Problems and tasks
(1) In the iter_mut post, what reason is given for the naive iterator's "lifetime may not live long enough" error? Answer in one to three sentences.
(2) Name every field of the `RevList<T>` struct in the iter_mut post, and give each field's type.
(3) Write the next part of the iter_mut post, starting right after its final sentence.

-- Start Provided passage --

Solving lifetime and multiple borrows concerns with custom iter_mut

I'm using a custom tree structure using vectors to store data and indices for the edges instead of pointers. Making an iterator with immutable references was fine, but I had to work around lifetime and multiple borrow compiler errors with the mutable version.

I would like to know if the work-around I chose is sound and idiomatic (as much as it can be for a work-around), and if there isn't a side-effect I overlooked.

I've put a simplified version here, with only one edge to the next item: playground. Please bear in mind that the actual tree structure has multiple edges and other features, so the idea isn't to refactor the code shown here to use slice iterators, for example.

The naive, first attempt looked like this:

// The list structure:
pub struct RevList<T> {
    data: Vec<T>,               // items
    next: Vec<Option<usize>>,   // next[i] is the index of data[i]'s next item
    head: Option<usize>         // index of first item in the list
}

// The mutable iterator:
pub struct RLIterMut<'a, T> {
    next: Option<usize>,
    list: &'a mut RevList<T>
}

impl<'a, T> Iterator for RLIterMut<'a, T> {
    type Item = &'a mut T;

    fn next(&mut self) -> Option<Self::Item> {
        if let Some(index) = self.next {
            self.next = self.list.next[index];
            Some(&mut self.list.data[index])    // <=== ERROR
        } else {
            None
        }
    }
}

which generates error: lifetime may not live long enough since the lifetime of &mut self doesn't equal the expected &'a mut T of the return type. There is also the hidden problem that the compiler can't tell if one or several &mut references to the same items are returned (this error can be seen by using a custom iterator trait to work around the 'a lifetime issue).

For the safety: in my code, both here and in the real project, I'm sure that each item reference is returned only once by the iterator. I can also tell the lifetime of self.list.data is the same as self because I don't drop anything.

-- End Provided passage --
-- Start Information shown --

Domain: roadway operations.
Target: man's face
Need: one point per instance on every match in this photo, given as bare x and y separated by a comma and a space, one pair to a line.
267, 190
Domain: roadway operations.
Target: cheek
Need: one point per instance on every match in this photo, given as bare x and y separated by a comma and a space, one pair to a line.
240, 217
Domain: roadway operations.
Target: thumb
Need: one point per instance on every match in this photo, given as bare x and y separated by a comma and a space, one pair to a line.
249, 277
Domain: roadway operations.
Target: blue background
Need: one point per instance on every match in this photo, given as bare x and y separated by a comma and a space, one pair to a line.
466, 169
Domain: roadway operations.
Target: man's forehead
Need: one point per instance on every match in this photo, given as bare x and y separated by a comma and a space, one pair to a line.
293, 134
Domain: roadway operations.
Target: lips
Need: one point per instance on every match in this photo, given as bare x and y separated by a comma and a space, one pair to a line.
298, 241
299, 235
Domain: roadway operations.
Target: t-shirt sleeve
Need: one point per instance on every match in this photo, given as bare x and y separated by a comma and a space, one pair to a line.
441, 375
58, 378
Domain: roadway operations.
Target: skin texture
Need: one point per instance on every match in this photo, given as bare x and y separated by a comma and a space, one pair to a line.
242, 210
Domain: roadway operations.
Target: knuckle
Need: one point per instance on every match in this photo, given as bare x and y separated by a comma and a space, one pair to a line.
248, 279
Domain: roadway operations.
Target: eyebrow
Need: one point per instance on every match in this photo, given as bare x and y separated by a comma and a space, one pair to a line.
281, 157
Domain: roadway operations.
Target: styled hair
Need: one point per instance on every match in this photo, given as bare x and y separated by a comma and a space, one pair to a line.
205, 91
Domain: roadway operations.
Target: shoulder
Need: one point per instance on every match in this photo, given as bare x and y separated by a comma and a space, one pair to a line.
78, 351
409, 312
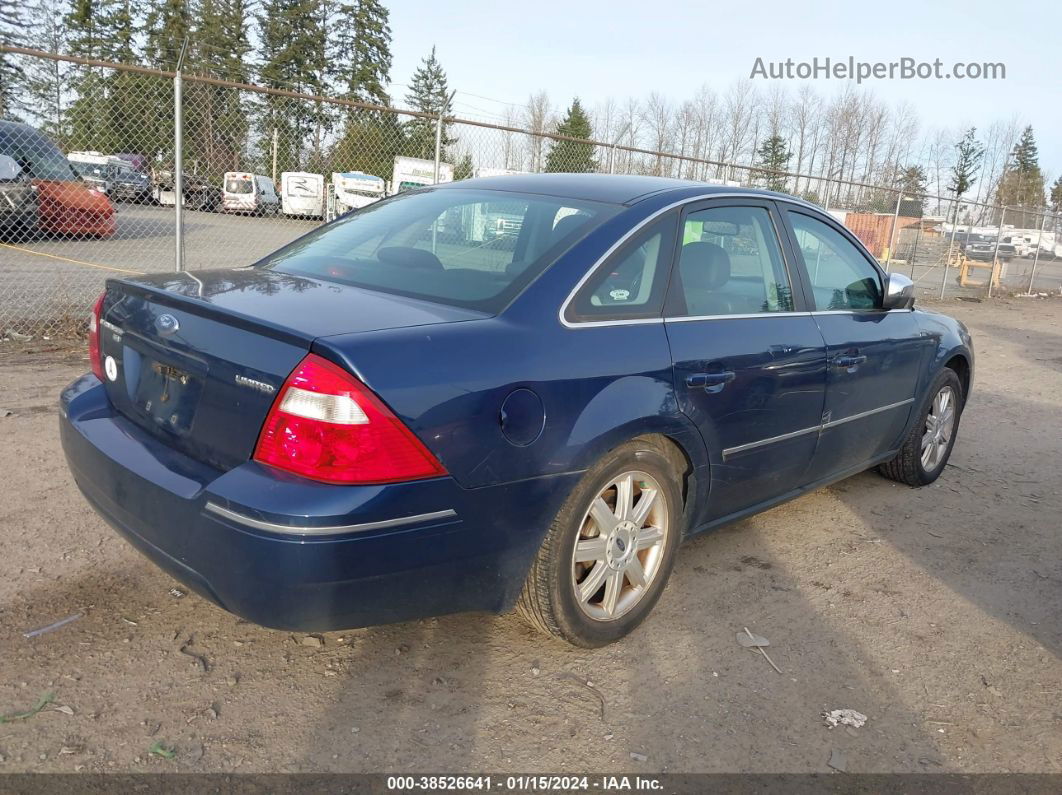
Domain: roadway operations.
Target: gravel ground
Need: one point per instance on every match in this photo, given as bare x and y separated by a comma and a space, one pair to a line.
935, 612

-- End Information shown --

Responses to the tasks
(1) The error arises because the lifetime of `&mut self` in `next` is not the same as the lifetime `'a` required by the return type `&'a mut T`. The reference taken through `self.list.data[index]` is tied to the borrow of `self`, so it cannot be returned as `&'a mut T`.

(2)
- `data`: `Vec<T>`
- `next`: `Vec<Option<usize>>`
- `head`: `Option<usize>`

(3)
Here are the two alternatives I have, to replace the faulty line shown above:

            let value: &mut T = &mut self.list.data[index];

            // 2 alternatives:
            let ptr: &mut T = unsafe { 
                std::mem::transmute::<&mut T, &'a mut T>(value) 
            };
            let ptr: &mut T = unsafe { 
                &mut *(value as *mut T) 
            };

            Some(ptr)

The transmute seems the better choice to me since it allows to explicit the lifetime conversion.

It would also be possible to store raw pointers in the iterator, but the idea is the same as the reference cast alternative above: making the lifetime disappear with raw pointers in unsafe code.

Which is better? Is there another, better way to deal with this?

Thanks.

I haven’t read beyond this point yet and haven’t looked into the code at all, but simply by rewriting the code in main

    for item in l.iter_mut() {
        *item *= 2;
    }

to keep iterator items around in parallel

    let items = l.iter_mut().collect::<Vec<_>>();
    for item in items {
        *item *= 2;
    }

miri reports undefined behavior. So it’s not sound.

error: Undefined Behavior: trying to retag from <6933> for Unique permission at alloc1088[0x8], but that tag does not exist in the borrow stack for this location
   --> /playground/.rustup/toolchains/nightly-x86_64-unknown-linux-gnu/lib/rustlib/src/rust/library/alloc/src/vec/into_iter.rs:202:27
    |
202 |             Some(unsafe { ptr::read(old) })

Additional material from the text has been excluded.